**JOBS**
A) Reproduce the passage of the thread on recycling machining chips, starting with "Steel and cast" and going on through "living room carpet.".
B) Gather every line of the listing that contains the word "mark", matching case.

**ARTICLE**

==================================================

I keep a separate bag I put in the shop vac when I'm cleaning up Aluminium only chips from the lathe or mill.  Steel chip just go out with the household rubbish.


----------



## MozamPete (Aug 13, 2015)

I keep a separate bag I put in the shop vac when I'm cleaning up Aluminium only chips from the lathe or mill.  Steel chip just go out with the household rubbish.


----------



## Billh50 (Aug 13, 2015)

I not only recycle my aluminum and brass but also broken and used carbide. The last time I recycled carbide it was over $10 a pound and the weight adds up fast as carbide is heavy.


----------



## vertcnc (Aug 13, 2015)

I have a 35 garbage can full of alum chips, just wondering about coolant residue.  I think some of the large commercial shops spin the chips to remove coolant.


----------



## Uglydog (Aug 13, 2015)

I save all my aluminum and brass chips for the backyard foundry.
Steel and cast chips get saved in 5gallon pails. My local steel supplier has a large bin into which he puts his drops (cut off unsalable pieces).
I just don't like sending it to the landfill, and the wife doesn't like me storing the swarf in the living room carpet.

Daryl
MN


----------



## pineyfolks (Aug 13, 2015)

My steel chips go in a 55gal drum. When it's full they go out with the rest of the scrap. It never adds up to much cash but I get all the cleaning done in one trip to the scrap yard.


----------



## Bill Gruby (Aug 13, 2015)

==================================================

**STORED DATA**
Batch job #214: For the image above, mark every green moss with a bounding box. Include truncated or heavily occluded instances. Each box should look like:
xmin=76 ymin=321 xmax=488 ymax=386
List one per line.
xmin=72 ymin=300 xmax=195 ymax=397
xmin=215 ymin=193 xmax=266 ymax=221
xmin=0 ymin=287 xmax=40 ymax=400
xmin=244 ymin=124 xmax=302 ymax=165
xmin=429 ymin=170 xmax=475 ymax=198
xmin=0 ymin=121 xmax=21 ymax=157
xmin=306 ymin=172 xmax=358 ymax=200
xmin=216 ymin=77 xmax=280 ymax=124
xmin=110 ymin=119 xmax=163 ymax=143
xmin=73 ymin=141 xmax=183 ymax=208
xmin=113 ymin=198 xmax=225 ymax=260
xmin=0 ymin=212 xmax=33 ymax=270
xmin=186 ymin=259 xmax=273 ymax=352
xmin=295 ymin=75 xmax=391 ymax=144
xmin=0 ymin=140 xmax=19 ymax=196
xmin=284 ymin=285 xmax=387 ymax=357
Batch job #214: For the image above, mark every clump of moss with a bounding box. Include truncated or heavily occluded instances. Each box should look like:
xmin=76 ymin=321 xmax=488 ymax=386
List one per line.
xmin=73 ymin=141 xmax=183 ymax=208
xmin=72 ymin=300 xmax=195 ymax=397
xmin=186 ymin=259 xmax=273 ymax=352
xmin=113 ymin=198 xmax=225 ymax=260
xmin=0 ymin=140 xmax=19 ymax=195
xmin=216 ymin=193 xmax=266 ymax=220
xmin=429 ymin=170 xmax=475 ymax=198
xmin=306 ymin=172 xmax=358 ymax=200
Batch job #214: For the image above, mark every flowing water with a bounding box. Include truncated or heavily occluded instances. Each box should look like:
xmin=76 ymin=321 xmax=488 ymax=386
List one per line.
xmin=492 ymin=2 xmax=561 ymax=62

==================================================

**RESPONSES TO THE EXERCISE**
A)
Steel and cast chips get saved in 5gallon pails. My local steel supplier has a large bin into which he puts his drops (cut off unsalable pieces).
I just don't like sending it to the landfill, and the wife doesn't like me storing the swarf in the living room carpet.

B)
Batch job #214: For the image above, mark every green moss with a bounding box. Include truncated or heavily occluded instances. Each box should look like:
Batch job #214: For the image above, mark every clump of moss with a bounding box. Include truncated or heavily occluded instances. Each box should look like:
Batch job #214: For the image above, mark every flowing water with a bounding box. Include truncated or heavily occluded instances. Each box should look like:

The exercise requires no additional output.